**Work to be completed**
Quote the Super Monaco GP review below word for word, starting at the words "Anyone who has" and stopping after the words "much less win.".

**Source passage**
....

On all of the other platforms on which Super Monaco GP appeared, the game was characterized by its first-person cockpit view. On the Game Gear-- and Master System, incidentally, although that port isn't the same game as this one-- the programmers went for a third-person view, similar to Pole Position or Final Lap. The car looks nice and detailed at the bottom of the screen, but the scenery and green grass across the various tracks looks too samey.
Anyone who has played the arcade and Genesis versions of this game can relay the distinctive character of the game's sound track and engine noises. This Game Gear adaptation does an excellent
job of relaying that same atmosphere. The music is energetic and has an edge to it, while the car passing and tire squeal sound effects are spot-on.
This Game Gear version controls much like any Pole Position-style game; left and right on the dpad steer, one button accelerates, the other brakes. There is a manual transmission mode, but the learning curve is incredibly
steep and awkward, since it essentially replaces the "brake" button with "downshift". Track designs are very good, but the AI balance makes it extraordinarily difficult to even place
on most of the tracks without a complete memorization of every turn, much less win.

....

**Study material**
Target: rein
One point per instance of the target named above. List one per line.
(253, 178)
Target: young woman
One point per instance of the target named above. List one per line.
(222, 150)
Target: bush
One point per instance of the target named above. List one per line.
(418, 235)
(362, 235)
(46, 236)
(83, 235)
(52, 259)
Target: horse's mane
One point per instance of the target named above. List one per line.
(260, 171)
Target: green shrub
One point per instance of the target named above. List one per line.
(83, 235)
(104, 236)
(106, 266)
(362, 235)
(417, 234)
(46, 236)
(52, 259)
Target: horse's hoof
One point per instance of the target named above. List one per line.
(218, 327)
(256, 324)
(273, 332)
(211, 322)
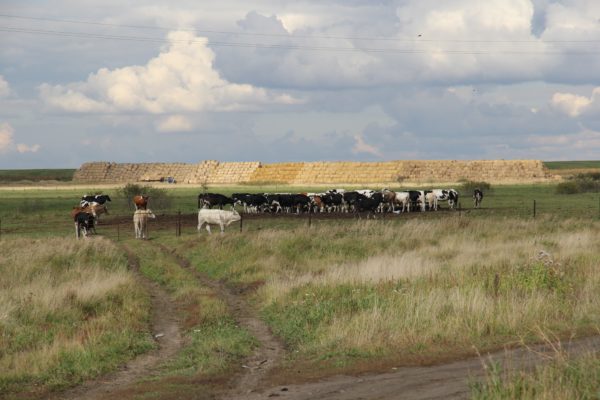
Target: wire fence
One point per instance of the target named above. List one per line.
(120, 226)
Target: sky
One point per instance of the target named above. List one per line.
(302, 80)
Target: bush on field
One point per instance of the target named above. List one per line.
(470, 186)
(159, 198)
(581, 183)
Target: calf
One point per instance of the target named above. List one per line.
(140, 202)
(416, 199)
(216, 217)
(431, 200)
(140, 223)
(477, 198)
(213, 199)
(84, 223)
(94, 199)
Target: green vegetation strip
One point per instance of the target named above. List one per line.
(420, 290)
(69, 311)
(215, 342)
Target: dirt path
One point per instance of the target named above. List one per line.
(447, 381)
(166, 333)
(269, 351)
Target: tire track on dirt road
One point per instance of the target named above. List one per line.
(270, 350)
(446, 381)
(165, 331)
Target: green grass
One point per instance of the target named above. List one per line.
(68, 312)
(563, 378)
(215, 343)
(411, 290)
(36, 175)
(554, 165)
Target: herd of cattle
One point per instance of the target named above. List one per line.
(86, 214)
(338, 200)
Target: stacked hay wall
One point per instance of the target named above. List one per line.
(233, 172)
(308, 173)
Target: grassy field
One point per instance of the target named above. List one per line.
(343, 295)
(69, 311)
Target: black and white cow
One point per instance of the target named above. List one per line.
(416, 199)
(94, 199)
(84, 224)
(209, 200)
(449, 195)
(477, 198)
(252, 202)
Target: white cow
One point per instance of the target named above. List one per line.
(140, 223)
(432, 201)
(222, 218)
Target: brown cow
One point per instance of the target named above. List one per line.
(141, 202)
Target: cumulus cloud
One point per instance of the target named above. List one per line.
(360, 146)
(23, 148)
(7, 141)
(570, 104)
(175, 123)
(6, 137)
(4, 87)
(181, 78)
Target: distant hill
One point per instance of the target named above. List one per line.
(36, 175)
(572, 164)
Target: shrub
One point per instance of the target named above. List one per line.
(159, 198)
(580, 183)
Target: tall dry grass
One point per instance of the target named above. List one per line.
(423, 287)
(68, 310)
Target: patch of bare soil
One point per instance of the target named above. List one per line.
(270, 350)
(166, 333)
(446, 381)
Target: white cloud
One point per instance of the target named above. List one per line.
(175, 123)
(4, 87)
(570, 104)
(360, 146)
(23, 148)
(181, 78)
(6, 137)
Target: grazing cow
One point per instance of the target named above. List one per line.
(140, 222)
(216, 217)
(431, 200)
(333, 201)
(93, 209)
(94, 199)
(403, 200)
(140, 202)
(84, 224)
(350, 200)
(213, 199)
(449, 195)
(477, 198)
(371, 204)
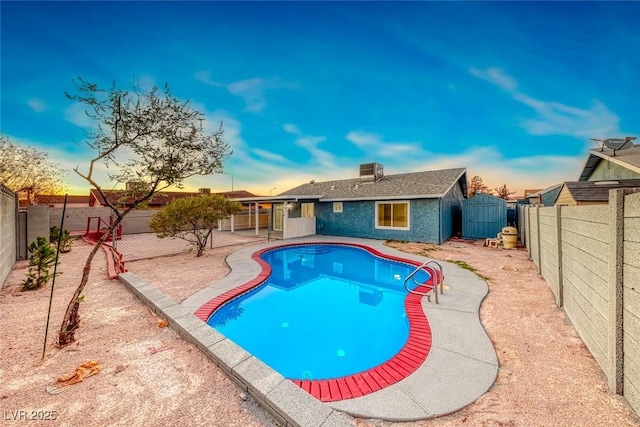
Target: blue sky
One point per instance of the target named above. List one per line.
(513, 91)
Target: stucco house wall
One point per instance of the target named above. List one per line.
(358, 219)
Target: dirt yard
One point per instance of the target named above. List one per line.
(150, 377)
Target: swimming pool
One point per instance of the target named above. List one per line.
(329, 315)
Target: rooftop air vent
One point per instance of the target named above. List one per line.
(371, 172)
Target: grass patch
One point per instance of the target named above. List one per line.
(463, 264)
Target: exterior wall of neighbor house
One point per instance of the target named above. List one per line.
(357, 219)
(451, 213)
(607, 170)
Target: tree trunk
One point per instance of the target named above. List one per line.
(71, 320)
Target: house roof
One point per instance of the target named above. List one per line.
(44, 199)
(597, 191)
(161, 198)
(544, 191)
(629, 158)
(413, 185)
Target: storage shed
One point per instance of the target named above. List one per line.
(483, 216)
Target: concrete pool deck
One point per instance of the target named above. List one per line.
(461, 366)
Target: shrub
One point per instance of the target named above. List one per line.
(42, 258)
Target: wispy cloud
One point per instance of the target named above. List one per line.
(252, 91)
(77, 115)
(496, 169)
(311, 143)
(552, 117)
(37, 105)
(268, 155)
(373, 143)
(496, 76)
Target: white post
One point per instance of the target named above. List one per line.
(285, 219)
(257, 219)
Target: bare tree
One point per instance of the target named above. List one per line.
(28, 170)
(193, 218)
(147, 138)
(476, 185)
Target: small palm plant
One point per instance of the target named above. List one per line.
(42, 258)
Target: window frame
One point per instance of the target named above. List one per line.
(393, 202)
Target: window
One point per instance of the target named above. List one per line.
(392, 215)
(307, 210)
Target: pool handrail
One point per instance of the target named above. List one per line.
(437, 279)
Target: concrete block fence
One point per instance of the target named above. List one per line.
(8, 231)
(590, 258)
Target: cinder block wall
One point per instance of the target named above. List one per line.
(75, 219)
(585, 269)
(37, 223)
(631, 298)
(8, 235)
(137, 221)
(549, 260)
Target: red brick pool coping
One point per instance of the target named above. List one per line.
(400, 366)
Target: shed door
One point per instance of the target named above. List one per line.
(484, 220)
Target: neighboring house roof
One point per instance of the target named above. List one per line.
(629, 159)
(47, 199)
(120, 198)
(597, 191)
(531, 192)
(544, 191)
(413, 185)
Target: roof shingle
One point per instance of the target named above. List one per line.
(428, 184)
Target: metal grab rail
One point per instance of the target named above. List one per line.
(436, 275)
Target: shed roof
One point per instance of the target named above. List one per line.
(413, 185)
(485, 196)
(629, 159)
(597, 191)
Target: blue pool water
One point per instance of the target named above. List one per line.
(325, 312)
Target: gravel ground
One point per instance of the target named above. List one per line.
(151, 377)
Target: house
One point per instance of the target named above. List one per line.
(417, 206)
(591, 192)
(122, 198)
(607, 164)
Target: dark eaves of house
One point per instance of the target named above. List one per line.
(629, 159)
(597, 191)
(414, 185)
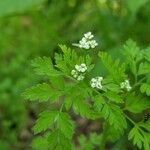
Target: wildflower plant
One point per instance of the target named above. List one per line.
(118, 100)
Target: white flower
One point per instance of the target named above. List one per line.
(74, 73)
(79, 71)
(86, 42)
(80, 77)
(81, 68)
(93, 43)
(126, 85)
(88, 35)
(96, 82)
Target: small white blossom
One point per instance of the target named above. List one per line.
(96, 82)
(93, 43)
(79, 71)
(80, 77)
(81, 68)
(74, 73)
(126, 85)
(86, 42)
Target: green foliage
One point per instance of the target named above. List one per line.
(110, 103)
(18, 6)
(140, 137)
(90, 143)
(27, 34)
(136, 104)
(44, 66)
(135, 5)
(116, 71)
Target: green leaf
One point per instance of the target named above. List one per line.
(58, 141)
(66, 61)
(84, 109)
(66, 125)
(144, 68)
(112, 96)
(135, 5)
(145, 88)
(131, 50)
(139, 137)
(40, 143)
(147, 54)
(8, 7)
(136, 136)
(44, 66)
(42, 92)
(115, 69)
(136, 104)
(45, 121)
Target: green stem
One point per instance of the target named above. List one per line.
(130, 120)
(104, 136)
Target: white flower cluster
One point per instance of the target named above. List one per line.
(126, 85)
(79, 71)
(87, 41)
(96, 82)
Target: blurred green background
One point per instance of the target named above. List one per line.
(32, 28)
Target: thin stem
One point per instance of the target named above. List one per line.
(130, 120)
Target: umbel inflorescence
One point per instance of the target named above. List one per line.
(80, 70)
(111, 98)
(87, 41)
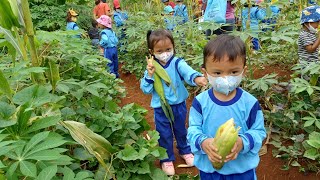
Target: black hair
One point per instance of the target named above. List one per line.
(153, 37)
(94, 23)
(222, 45)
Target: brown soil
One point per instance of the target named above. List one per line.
(269, 167)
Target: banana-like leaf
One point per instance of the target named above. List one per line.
(7, 18)
(53, 73)
(11, 39)
(94, 143)
(4, 86)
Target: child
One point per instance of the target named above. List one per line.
(256, 15)
(180, 10)
(71, 20)
(119, 16)
(169, 19)
(100, 9)
(161, 46)
(94, 33)
(224, 65)
(309, 38)
(168, 3)
(109, 41)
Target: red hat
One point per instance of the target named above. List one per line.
(116, 4)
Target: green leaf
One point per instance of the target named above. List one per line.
(47, 173)
(44, 155)
(311, 154)
(94, 143)
(35, 140)
(4, 86)
(28, 169)
(309, 123)
(43, 123)
(314, 143)
(68, 174)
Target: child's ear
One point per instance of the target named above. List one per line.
(204, 72)
(150, 51)
(244, 70)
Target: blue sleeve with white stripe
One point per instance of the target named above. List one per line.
(253, 138)
(195, 134)
(146, 83)
(187, 73)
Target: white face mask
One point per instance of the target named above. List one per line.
(226, 84)
(165, 56)
(312, 29)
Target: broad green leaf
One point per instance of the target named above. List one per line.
(53, 73)
(28, 169)
(4, 85)
(36, 94)
(314, 143)
(309, 123)
(12, 169)
(94, 143)
(311, 154)
(68, 174)
(44, 155)
(43, 123)
(35, 140)
(10, 38)
(52, 141)
(47, 173)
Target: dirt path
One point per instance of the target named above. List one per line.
(269, 167)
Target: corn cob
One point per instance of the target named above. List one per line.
(226, 137)
(158, 86)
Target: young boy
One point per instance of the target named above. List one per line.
(309, 38)
(224, 65)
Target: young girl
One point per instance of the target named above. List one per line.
(109, 41)
(309, 38)
(161, 46)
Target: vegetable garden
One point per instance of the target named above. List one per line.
(63, 116)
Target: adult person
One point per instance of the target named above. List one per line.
(100, 9)
(221, 12)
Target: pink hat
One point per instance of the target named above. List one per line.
(105, 20)
(116, 4)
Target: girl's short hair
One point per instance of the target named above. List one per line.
(222, 45)
(153, 37)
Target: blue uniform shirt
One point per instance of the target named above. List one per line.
(120, 18)
(108, 38)
(178, 71)
(207, 114)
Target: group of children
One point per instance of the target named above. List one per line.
(101, 34)
(224, 65)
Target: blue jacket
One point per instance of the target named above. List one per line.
(72, 26)
(208, 113)
(170, 22)
(108, 38)
(120, 17)
(256, 15)
(181, 11)
(178, 71)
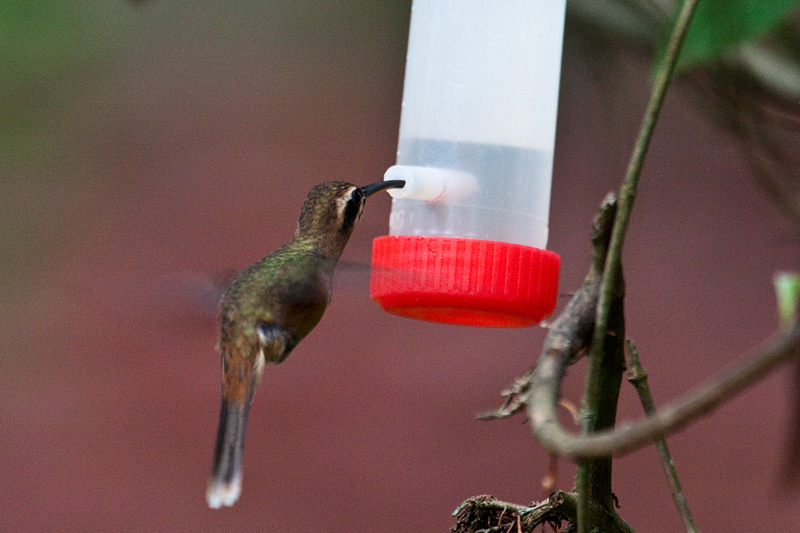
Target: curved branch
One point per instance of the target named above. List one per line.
(629, 437)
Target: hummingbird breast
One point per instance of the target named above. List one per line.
(289, 289)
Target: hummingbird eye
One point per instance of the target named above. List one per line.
(352, 208)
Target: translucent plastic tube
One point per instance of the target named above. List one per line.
(477, 134)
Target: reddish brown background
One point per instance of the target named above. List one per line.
(188, 145)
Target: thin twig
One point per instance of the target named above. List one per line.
(638, 378)
(629, 437)
(612, 273)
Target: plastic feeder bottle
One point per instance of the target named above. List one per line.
(467, 234)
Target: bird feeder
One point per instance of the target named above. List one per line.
(467, 234)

....

**Solution for this problem**
Anyone who has played the arcade and Genesis versions of this game can relay the distinctive character of the game's sound track and engine noises. This Game Gear adaptation does an excellent
job of relaying that same atmosphere. The music is energetic and has an edge to it, while the car passing and tire squeal sound effects are spot-on.
This Game Gear version controls much like any Pole Position-style game; left and right on the dpad steer, one button accelerates, the other brakes. There is a manual transmission mode, but the learning curve is incredibly
steep and awkward, since it essentially replaces the "brake" button with "downshift". Track designs are very good, but the AI balance makes it extraordinarily difficult to even place
on most of the tracks without a complete memorization of every turn, much less win.